## RECORDS PROVIDED
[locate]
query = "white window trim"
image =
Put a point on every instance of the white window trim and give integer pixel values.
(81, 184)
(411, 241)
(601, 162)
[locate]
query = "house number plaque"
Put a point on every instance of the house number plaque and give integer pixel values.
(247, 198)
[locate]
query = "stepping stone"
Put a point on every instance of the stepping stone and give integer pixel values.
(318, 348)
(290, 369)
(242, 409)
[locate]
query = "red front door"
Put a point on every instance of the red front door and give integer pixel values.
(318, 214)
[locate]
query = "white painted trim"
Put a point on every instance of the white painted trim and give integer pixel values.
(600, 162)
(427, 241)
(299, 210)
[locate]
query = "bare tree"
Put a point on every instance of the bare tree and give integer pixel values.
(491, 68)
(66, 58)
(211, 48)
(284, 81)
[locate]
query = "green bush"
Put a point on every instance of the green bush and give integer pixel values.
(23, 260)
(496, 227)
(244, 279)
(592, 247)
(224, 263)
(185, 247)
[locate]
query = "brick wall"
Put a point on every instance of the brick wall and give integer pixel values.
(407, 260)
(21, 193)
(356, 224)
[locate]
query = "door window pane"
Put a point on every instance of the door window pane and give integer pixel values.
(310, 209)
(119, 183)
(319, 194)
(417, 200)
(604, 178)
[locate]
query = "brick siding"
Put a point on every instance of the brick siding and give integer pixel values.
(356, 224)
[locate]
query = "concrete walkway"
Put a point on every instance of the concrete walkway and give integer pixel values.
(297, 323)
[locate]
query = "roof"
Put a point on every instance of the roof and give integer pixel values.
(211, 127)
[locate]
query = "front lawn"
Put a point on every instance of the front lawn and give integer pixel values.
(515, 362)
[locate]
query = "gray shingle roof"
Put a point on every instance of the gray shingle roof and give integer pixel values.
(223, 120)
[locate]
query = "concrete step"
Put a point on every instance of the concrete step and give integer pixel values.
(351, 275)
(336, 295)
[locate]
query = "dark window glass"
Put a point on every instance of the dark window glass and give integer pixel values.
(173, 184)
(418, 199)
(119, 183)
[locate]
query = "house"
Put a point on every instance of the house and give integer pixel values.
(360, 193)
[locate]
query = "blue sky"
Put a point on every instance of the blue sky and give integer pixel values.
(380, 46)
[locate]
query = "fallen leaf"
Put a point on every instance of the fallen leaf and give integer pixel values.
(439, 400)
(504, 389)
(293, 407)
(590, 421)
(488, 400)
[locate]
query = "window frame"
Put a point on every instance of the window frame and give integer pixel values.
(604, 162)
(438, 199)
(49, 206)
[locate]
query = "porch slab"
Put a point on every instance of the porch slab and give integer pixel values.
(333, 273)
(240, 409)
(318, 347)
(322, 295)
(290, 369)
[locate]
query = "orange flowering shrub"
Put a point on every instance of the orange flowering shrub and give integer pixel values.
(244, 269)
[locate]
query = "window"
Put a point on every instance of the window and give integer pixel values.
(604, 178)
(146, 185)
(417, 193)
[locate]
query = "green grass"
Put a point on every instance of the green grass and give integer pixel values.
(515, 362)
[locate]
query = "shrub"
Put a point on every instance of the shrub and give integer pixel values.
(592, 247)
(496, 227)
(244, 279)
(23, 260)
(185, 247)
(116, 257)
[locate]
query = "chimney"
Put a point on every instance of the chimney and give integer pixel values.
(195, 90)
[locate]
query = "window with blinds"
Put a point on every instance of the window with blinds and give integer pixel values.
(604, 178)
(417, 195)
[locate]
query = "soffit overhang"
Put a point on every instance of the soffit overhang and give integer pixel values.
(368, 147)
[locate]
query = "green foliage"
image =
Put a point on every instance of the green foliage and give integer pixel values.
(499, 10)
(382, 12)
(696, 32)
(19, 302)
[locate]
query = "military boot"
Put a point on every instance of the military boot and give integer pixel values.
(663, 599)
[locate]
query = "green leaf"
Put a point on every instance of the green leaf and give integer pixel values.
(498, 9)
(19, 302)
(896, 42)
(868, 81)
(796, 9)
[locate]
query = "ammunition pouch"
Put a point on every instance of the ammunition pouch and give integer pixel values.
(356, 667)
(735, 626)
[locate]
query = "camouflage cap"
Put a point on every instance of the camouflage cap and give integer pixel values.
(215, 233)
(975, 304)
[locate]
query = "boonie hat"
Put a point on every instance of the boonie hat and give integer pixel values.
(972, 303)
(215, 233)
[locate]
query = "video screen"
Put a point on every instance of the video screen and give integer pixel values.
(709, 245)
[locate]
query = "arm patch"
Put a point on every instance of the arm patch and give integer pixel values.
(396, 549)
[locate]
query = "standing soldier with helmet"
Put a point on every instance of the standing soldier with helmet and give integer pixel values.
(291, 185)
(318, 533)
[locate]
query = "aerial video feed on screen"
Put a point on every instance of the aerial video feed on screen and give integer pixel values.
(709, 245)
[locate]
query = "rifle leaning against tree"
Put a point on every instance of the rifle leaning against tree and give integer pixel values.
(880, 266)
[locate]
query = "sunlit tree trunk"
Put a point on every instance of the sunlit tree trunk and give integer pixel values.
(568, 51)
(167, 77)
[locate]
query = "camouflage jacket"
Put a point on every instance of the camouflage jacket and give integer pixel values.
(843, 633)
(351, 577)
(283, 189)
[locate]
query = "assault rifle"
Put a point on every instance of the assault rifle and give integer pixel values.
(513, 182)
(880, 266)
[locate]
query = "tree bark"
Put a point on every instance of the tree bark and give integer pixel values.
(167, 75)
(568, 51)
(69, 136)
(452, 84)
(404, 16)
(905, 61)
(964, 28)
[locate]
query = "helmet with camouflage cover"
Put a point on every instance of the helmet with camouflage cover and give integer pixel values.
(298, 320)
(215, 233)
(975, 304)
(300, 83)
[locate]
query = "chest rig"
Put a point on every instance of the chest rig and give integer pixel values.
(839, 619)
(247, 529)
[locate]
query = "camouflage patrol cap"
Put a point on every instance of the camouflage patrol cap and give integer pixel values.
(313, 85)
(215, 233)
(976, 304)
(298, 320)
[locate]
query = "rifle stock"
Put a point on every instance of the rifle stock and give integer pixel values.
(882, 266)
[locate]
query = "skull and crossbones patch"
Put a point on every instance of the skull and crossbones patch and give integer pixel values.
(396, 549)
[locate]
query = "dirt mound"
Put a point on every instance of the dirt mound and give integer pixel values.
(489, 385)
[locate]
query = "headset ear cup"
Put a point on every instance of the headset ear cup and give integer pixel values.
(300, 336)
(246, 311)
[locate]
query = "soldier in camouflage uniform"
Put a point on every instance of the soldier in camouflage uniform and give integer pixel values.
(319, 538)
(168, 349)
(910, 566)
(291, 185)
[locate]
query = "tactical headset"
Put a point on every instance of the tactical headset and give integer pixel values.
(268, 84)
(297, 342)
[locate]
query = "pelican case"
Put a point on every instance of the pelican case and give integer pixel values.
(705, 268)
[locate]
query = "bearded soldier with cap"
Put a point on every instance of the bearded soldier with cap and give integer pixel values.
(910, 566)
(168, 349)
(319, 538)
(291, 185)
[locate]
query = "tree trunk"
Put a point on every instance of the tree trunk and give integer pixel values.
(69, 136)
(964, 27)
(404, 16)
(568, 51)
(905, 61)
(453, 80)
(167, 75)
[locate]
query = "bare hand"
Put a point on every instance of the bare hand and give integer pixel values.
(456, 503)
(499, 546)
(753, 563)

## WHAT NEEDS TO BE DONE
Output every record above exactly as it appears.

## CORRECT RESPONSE
[locate]
query = "white window trim"
image =
Put a point on every instance of the white window trim and give integer pixel values.
(81, 184)
(411, 241)
(601, 162)
[locate]
query = "house number plaque"
Put a point on every instance of the house number plaque and give integer pixel values.
(247, 198)
[locate]
query = "stepping stone"
Put a point on every instance of the stepping stone and give integer pixel values.
(318, 348)
(290, 369)
(242, 409)
[locate]
query = "red front door"
Put a point on every instance of the red front door and give integer pixel values.
(318, 214)
[locate]
query = "white painted trim"
Put a point on every instance of the white painted trim and give integer pixel values.
(600, 162)
(427, 241)
(299, 210)
[locate]
query = "bare tree"
Put a point on every instance of the bare tree and give integer pixel values.
(491, 68)
(66, 58)
(211, 48)
(284, 81)
[locate]
query = "green bush"
Put a point on every instance of the green bush and give integer pixel values.
(23, 260)
(496, 227)
(244, 279)
(592, 247)
(224, 263)
(185, 247)
[locate]
query = "brick wall"
Put a point on every instance of the brick wall and give integer pixel values.
(407, 260)
(21, 193)
(356, 224)
[locate]
query = "door window pane"
Put a point on every instance of the door window pane and give integer pixel values.
(310, 209)
(119, 183)
(319, 194)
(417, 200)
(604, 178)
[locate]
query = "brick siding"
Put a point on every instance of the brick siding and give integer pixel values.
(356, 224)
[locate]
query = "concrete walkway"
Put a point on every instance of the concrete walkway and give integer pixel values.
(297, 323)
[locate]
query = "roof"
Put a point on every instance of the roof and give integer pixel values.
(211, 127)
[locate]
query = "front lawn"
Put a point on every instance of the front lawn and give integer pixel values.
(515, 362)
[locate]
query = "gray shingle roof"
Put a point on every instance of the gray shingle roof and give integer pixel values.
(223, 120)
[locate]
query = "concrete step"
Put a point on every instance of the concrete step and give integer pixel values.
(351, 275)
(336, 295)
[locate]
query = "dark window glass"
Put a point on every instance of the dark window glass and give integer pixel values.
(173, 184)
(418, 199)
(119, 183)
[locate]
query = "house"
Put a point on every instance of the house and give integer pixel values.
(360, 193)
[locate]
query = "blue sky"
Put a point on every instance of the blue sky and give integer pixel values.
(380, 46)
[locate]
query = "fallen leaf"
Put a point on every instance of the fallen leaf and give integer pixel values.
(439, 400)
(504, 389)
(293, 407)
(590, 421)
(488, 400)
[locate]
query = "window frame"
Put a point on every instance of the window frame and give integer pixel values.
(604, 162)
(438, 199)
(49, 206)
[locate]
query = "porch slab"
Put a point on every instance of the porch slab and give integer pixel values.
(333, 273)
(240, 409)
(318, 347)
(322, 295)
(290, 369)
[locate]
query = "orange flowering shrub"
Put a point on every instance of the orange flowering shrub and give integer pixel values.
(244, 269)
[locate]
query = "window"
Put a point on every instance of the window and give integer pixel values.
(604, 178)
(146, 185)
(417, 193)
[locate]
query = "green grass"
Put a point on every instance of the green grass and give integer pixel values.
(515, 362)
[locate]
query = "shrub"
Put a point on every instance of the shrub and give integer pixel values.
(592, 247)
(496, 227)
(244, 279)
(23, 260)
(185, 247)
(116, 257)
[locate]
query = "chimney"
Put a point on every instance of the chimney and give integer pixel values.
(195, 90)
[locate]
query = "window with blinds"
Put a point on every instance of the window with blinds and give integer pixel values.
(604, 178)
(417, 195)
[locate]
query = "soffit overhang"
Put a point on every instance of the soffit overhang and give integer pixel values.
(368, 147)
[locate]
query = "green foliage"
image =
Put a point on every instance of the green foliage and give integer pixel values.
(499, 10)
(382, 12)
(696, 32)
(19, 302)
[locate]
query = "military boot"
Put a point on every instance of the military boot and give integer pixel values.
(663, 599)
[locate]
query = "green leaf"
Put a point on every instance of the green leaf and give integer pixel values.
(498, 9)
(19, 302)
(896, 42)
(868, 81)
(796, 9)
[locate]
query = "ammunition pouch"
Put a point on every instance of the ammunition pouch and give integer pixel values.
(356, 667)
(735, 626)
[locate]
query = "camouflage cap"
Put a point on every instance of the camouflage cap and give integer pixel values.
(215, 233)
(975, 304)
[locate]
query = "boonie hat"
Put a point on every instance of the boonie hat and give integer pixel values.
(972, 303)
(215, 233)
[locate]
query = "video screen"
Put a point on every instance of the video screen and give integer pixel values.
(709, 245)
[locate]
query = "arm patch"
Put a point on every instance of the arm patch and give integer pixel values.
(396, 549)
[locate]
query = "standing soldier with helmet"
Put a point on every instance of the standing soldier with helmet and give integer pixel values.
(291, 185)
(318, 533)
[locate]
query = "aerial video feed on screen"
Put a point on every instance of the aerial video feed on screen and give integer pixel values.
(709, 245)
[locate]
query = "rifle leaning against tree"
Put a point on every instance of the rifle leaning against tree and give integer pixel values.
(880, 266)
[locate]
query = "sunlit tree trunk"
Put a point on every instance of the sunlit tree trunk and give integer pixel values.
(568, 51)
(167, 77)
[locate]
query = "camouflage jacket"
Put a point on every instance of the camouflage jacket and give integer pixel values.
(843, 633)
(351, 577)
(283, 189)
[locate]
query = "assault rifle"
Put a point on every instance of the assault rifle and give integer pixel values.
(513, 182)
(880, 266)
[locate]
query = "tree bark"
Put a point on every instance of the tree bark and give integer pixel values.
(167, 75)
(568, 51)
(69, 136)
(452, 84)
(404, 16)
(905, 61)
(964, 28)
[locate]
query = "helmet with camouflage cover"
Put a point on every instance of the helmet with camouflage cover and give integer pixel values.
(298, 320)
(215, 233)
(975, 304)
(300, 83)
[locate]
query = "chest rig"
Put a point on every instance of the chest rig and give integer pixel values.
(839, 619)
(247, 529)
[locate]
query = "camouflage patrol cap"
Put a point on every instance of the camouflage patrol cap and give integer pixel values.
(313, 85)
(215, 233)
(976, 304)
(298, 320)
[locate]
query = "rifle stock"
Put a point on every instance of the rifle stock and give integer pixel values.
(882, 266)
[locate]
query = "skull and crossbones patch"
Put a point on every instance of the skull and crossbones patch and give integer pixel values.
(396, 549)
[locate]
query = "dirt mound"
Put a point on every instance of the dirt mound and give integer pixel values.
(489, 385)
[locate]
query = "headset ear cup"
Put a point on every instance of the headset ear cup and give integer pixel values.
(300, 336)
(246, 311)
[locate]
query = "soldier in camouflage uniform"
Put a point on every instance of the soldier in camouflage uniform and give integer pixel values.
(319, 538)
(168, 349)
(910, 566)
(291, 185)
[locate]
query = "tactical headset"
Put a point on every instance of the tactical headset and give integer pixel values.
(268, 84)
(297, 342)
[locate]
query = "pelican case"
Put a point on every instance of the pelican case and give integer pixel values.
(705, 268)
[locate]
query = "bearded soldier with cap"
Put a point on every instance of the bearded soldier with cap and give integer pixel values.
(910, 566)
(168, 349)
(319, 538)
(291, 185)
[locate]
query = "tree trunk"
Put a point on every instance of the tree trunk and give integer pixel values.
(69, 136)
(964, 27)
(404, 16)
(568, 51)
(905, 61)
(453, 80)
(167, 75)
[locate]
query = "bare hand"
Put a point on every instance of the bare hand and give integer pixel values.
(456, 503)
(499, 546)
(753, 563)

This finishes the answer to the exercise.